◆ **TASK TO CARRY OUT**: In the material below, copy out word for word the lines from the one containing "Draw the outline of every instance of the maroon" through the end of the material, both ends included.

◆ **Outline labeling material**:
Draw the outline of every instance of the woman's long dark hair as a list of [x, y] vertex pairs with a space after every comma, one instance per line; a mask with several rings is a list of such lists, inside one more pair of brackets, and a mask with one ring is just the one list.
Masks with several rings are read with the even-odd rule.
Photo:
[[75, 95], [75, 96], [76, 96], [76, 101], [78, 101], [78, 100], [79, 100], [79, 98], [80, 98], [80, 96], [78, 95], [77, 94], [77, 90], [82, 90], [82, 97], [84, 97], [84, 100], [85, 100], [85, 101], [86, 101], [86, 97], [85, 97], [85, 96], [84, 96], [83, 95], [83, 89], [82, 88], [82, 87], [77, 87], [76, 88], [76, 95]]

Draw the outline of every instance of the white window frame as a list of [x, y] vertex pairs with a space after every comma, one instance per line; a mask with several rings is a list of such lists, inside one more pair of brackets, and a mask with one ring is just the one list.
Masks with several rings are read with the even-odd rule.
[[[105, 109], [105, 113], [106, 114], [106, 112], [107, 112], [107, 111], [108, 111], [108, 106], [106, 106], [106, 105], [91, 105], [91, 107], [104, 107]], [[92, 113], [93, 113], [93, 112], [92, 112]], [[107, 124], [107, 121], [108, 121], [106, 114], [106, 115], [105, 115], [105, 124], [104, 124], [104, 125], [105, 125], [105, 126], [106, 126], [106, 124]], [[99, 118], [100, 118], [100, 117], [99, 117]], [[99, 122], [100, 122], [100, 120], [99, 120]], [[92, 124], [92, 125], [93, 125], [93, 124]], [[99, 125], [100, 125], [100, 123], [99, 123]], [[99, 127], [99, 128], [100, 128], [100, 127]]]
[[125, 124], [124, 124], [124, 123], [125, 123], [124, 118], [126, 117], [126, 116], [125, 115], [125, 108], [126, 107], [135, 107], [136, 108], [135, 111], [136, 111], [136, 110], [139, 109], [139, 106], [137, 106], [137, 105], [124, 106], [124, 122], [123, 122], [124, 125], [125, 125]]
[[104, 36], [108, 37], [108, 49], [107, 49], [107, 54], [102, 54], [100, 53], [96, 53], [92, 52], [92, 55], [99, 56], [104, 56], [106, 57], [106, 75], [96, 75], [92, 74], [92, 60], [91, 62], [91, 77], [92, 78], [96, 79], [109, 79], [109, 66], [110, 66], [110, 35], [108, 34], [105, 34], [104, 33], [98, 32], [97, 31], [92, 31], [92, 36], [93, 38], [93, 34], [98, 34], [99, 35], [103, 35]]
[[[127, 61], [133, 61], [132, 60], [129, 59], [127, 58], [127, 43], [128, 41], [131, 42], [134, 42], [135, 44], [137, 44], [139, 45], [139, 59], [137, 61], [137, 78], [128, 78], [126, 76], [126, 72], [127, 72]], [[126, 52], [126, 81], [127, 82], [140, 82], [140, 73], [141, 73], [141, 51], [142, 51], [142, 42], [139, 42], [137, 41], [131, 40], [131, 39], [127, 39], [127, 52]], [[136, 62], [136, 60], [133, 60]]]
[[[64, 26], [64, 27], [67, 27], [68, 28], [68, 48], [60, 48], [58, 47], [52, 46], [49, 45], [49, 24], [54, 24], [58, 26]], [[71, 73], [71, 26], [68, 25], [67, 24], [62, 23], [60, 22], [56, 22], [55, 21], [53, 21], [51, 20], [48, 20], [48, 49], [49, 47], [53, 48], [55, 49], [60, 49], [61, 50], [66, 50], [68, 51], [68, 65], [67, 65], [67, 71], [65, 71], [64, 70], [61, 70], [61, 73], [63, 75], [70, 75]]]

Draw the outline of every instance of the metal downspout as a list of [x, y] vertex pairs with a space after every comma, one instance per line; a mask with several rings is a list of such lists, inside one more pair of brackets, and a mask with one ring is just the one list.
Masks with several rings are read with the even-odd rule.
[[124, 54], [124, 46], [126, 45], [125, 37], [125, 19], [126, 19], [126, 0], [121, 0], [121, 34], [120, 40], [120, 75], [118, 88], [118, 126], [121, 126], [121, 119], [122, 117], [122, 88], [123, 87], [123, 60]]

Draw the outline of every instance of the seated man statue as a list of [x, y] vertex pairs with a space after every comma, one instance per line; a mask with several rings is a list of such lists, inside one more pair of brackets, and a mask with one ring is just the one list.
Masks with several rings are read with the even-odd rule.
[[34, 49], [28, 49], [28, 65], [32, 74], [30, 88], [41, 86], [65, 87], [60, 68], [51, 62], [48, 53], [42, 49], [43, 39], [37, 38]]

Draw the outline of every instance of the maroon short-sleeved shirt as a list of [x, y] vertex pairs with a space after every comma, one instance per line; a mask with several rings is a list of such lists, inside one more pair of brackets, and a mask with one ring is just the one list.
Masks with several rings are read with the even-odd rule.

◆ **EXERCISE ANSWER**:
Draw the outline of every instance of the maroon short-sleeved shirt as a list of [x, y] vertex pairs with a space after every comma, one instance per line; a mask with several rings is a list of such lists, inside one more pair of brackets, and a mask with one ring is just the one list.
Masks with several rings are read with the even-odd rule.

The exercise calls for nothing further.